## What you need to do
Update the rows below by changing each "instance" to "occurrence" and keeping every other character the same. Leave the pictures out of your answer.

## Supplied records
◆ ◆ ◆

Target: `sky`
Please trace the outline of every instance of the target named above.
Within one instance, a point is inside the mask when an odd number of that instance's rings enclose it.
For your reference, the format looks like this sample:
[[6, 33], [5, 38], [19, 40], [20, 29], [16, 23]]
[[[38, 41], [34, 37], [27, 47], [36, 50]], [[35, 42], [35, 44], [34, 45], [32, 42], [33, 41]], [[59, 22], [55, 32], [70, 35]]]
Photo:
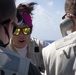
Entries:
[[31, 37], [40, 40], [57, 40], [62, 37], [60, 22], [65, 14], [65, 0], [16, 0], [20, 3], [36, 2], [33, 11], [33, 31]]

◆ ◆ ◆

## Right answer
Target: `sky`
Please trace the outline of every occurrence of the target named above.
Within one occurrence, a point is inside the mask when an odd number of that occurrence's rings enclose it.
For your reference, the format looks like this sample:
[[6, 33], [5, 38], [19, 40], [20, 29], [16, 23]]
[[[38, 41], [34, 37], [27, 47], [36, 50]], [[35, 42], [35, 44], [34, 45], [32, 42], [33, 41]], [[59, 22], [55, 32], [70, 35]]]
Photo:
Entries:
[[31, 37], [40, 40], [57, 40], [62, 37], [60, 22], [65, 14], [65, 0], [16, 0], [20, 3], [36, 2], [33, 11], [33, 31]]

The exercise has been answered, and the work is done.